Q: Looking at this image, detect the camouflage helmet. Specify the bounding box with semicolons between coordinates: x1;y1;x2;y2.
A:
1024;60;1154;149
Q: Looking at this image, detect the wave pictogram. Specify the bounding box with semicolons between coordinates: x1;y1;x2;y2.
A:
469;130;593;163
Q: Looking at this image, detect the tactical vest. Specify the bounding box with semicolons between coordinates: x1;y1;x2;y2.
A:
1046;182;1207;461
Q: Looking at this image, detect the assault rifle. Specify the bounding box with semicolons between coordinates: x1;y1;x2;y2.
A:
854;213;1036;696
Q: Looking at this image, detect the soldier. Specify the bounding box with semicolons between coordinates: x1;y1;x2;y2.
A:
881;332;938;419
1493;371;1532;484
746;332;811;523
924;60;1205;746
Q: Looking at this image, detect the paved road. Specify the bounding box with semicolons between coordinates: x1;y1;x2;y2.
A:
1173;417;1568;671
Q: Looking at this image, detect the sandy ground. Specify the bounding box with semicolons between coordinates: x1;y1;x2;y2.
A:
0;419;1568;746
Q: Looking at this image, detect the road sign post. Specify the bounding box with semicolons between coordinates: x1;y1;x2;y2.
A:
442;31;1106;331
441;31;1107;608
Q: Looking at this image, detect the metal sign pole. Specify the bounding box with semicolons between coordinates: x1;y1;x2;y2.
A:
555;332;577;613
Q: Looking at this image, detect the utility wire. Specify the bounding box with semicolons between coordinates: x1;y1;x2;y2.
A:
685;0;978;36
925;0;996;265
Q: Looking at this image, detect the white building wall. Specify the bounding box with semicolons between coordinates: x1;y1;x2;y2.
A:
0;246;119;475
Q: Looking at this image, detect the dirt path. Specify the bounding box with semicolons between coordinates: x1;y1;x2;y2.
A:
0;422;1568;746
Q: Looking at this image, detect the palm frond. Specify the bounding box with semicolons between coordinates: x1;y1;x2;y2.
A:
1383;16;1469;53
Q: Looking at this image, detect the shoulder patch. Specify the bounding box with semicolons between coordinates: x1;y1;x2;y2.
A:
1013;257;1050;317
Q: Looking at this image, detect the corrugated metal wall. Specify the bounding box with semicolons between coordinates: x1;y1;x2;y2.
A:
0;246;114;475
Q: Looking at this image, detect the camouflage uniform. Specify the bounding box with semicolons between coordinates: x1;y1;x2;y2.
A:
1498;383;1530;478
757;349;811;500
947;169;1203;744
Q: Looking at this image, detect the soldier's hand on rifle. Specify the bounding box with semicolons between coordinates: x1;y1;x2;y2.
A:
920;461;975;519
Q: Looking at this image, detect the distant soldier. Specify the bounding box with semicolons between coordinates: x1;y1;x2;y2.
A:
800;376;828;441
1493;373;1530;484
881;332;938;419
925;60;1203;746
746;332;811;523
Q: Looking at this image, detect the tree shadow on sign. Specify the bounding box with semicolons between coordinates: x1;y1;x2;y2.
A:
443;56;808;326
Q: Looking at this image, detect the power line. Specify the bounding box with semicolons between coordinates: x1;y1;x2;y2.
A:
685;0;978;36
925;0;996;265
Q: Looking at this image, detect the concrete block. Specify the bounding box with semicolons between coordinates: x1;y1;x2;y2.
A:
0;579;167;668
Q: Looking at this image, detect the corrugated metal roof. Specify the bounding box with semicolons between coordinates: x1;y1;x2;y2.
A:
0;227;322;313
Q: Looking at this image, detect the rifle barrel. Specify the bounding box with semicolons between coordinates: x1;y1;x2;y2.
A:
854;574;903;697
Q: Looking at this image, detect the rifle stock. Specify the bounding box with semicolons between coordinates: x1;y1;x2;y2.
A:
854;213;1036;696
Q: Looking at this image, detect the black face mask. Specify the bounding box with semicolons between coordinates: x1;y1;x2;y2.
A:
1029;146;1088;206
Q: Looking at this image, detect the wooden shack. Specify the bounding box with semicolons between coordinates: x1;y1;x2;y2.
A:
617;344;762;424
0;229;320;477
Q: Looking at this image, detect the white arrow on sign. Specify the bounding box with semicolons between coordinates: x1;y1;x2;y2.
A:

◆ **PROMPT**
Identify every line of the data above that contains the string "rifle" and copy each such line. Case counts.

◆ **FINAL RESULT**
Q: Looking at this image, detect the assault rifle. Specify the bounding box with semicolons between coordinates: x1;y1;x2;y2.
Q: Looking at this image, detect the soldier's hand on rifle. Specify the bounding box with semicolons between coordinates: x1;y1;x2;y2.
Q: Looking at this image, detect the rifle barrel. Specify the bounding box with semicolons between coordinates: x1;y1;x2;y2.
Q: Looking at this image, detect the rifle stock. Specify the bounding box with semicolons between coordinates: x1;y1;x2;y2.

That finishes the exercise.